→ Exercise aim
Please output each of the items below line for line, with no changes, and leave out the pictures.

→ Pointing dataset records
= = = =

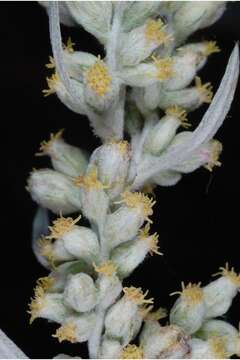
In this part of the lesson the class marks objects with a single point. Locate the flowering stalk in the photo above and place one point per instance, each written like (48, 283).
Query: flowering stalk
(148, 67)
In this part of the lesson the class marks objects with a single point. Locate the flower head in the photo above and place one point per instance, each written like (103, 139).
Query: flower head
(192, 293)
(137, 296)
(132, 351)
(98, 78)
(108, 268)
(164, 68)
(230, 274)
(139, 200)
(90, 181)
(66, 332)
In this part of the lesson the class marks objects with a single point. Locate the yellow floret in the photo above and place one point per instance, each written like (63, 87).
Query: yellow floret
(46, 145)
(164, 68)
(137, 296)
(132, 351)
(66, 332)
(179, 113)
(138, 200)
(230, 274)
(211, 47)
(192, 293)
(89, 181)
(98, 78)
(216, 150)
(205, 90)
(218, 347)
(155, 32)
(37, 302)
(61, 226)
(108, 268)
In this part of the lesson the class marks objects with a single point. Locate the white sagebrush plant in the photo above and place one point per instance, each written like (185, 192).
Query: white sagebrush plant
(141, 89)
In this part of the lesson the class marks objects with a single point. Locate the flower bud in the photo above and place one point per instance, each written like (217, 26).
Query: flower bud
(47, 305)
(189, 99)
(54, 191)
(224, 330)
(110, 349)
(76, 328)
(190, 18)
(123, 224)
(65, 158)
(189, 310)
(164, 131)
(130, 254)
(123, 319)
(108, 284)
(94, 200)
(219, 294)
(201, 50)
(168, 342)
(112, 162)
(137, 13)
(55, 85)
(80, 293)
(138, 44)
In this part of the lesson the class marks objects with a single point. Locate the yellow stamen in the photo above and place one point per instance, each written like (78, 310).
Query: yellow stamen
(138, 200)
(98, 78)
(46, 250)
(51, 64)
(61, 226)
(216, 150)
(211, 47)
(69, 46)
(154, 32)
(229, 273)
(152, 240)
(108, 268)
(159, 314)
(164, 68)
(218, 347)
(192, 293)
(66, 332)
(204, 89)
(37, 303)
(46, 145)
(132, 351)
(136, 295)
(52, 84)
(179, 113)
(89, 181)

= = = =

→ Solution to the problem
In this part of the lesson the class marks objects with a single point. Locate the flowering stalk in the photo above and place one point per instance, each written like (48, 283).
Query: flowering stalk
(148, 67)
In this part of the lesson the class marks objects with a single point. Locate the flower head in the photo above and place one point per instance, each written like (103, 139).
Query: flower head
(192, 293)
(137, 296)
(132, 351)
(98, 78)
(108, 268)
(164, 68)
(230, 274)
(139, 200)
(90, 181)
(66, 332)
In this part of the lesson the class marks objects with a single point. Locate the yellow floret in the photo above and place one point per instance, each written like (63, 87).
Query: yellow floret
(46, 145)
(164, 68)
(137, 296)
(132, 351)
(66, 332)
(179, 113)
(138, 200)
(230, 274)
(211, 47)
(192, 293)
(89, 181)
(98, 78)
(216, 150)
(205, 90)
(218, 347)
(155, 32)
(37, 302)
(61, 226)
(108, 268)
In this part of the lesson the class marks objects with a single point. Locate the white sagebrush plant in the photo above and place one point per instance, each written like (185, 192).
Query: white sagebrush plant
(141, 89)
In this part of the lesson the class marks objects with a single point. Locate the flower bud in the photo above and place one point per instance, each written like (217, 26).
Query: flower bud
(47, 305)
(189, 99)
(54, 191)
(224, 330)
(110, 349)
(76, 328)
(190, 18)
(123, 224)
(65, 158)
(189, 310)
(164, 131)
(130, 254)
(123, 319)
(108, 284)
(94, 200)
(219, 294)
(201, 50)
(168, 342)
(112, 162)
(137, 13)
(55, 85)
(80, 293)
(138, 44)
In this part of the lesson the class marks objects with a single point. Locate the yellow stamen in the photo above and place one point per instance, each written like (78, 310).
Query: yellow stamen
(138, 200)
(98, 78)
(46, 250)
(51, 64)
(61, 226)
(216, 150)
(211, 47)
(69, 46)
(154, 32)
(229, 273)
(152, 240)
(108, 268)
(159, 314)
(164, 68)
(218, 347)
(192, 293)
(66, 332)
(204, 89)
(37, 303)
(46, 145)
(132, 351)
(136, 295)
(52, 84)
(179, 113)
(89, 181)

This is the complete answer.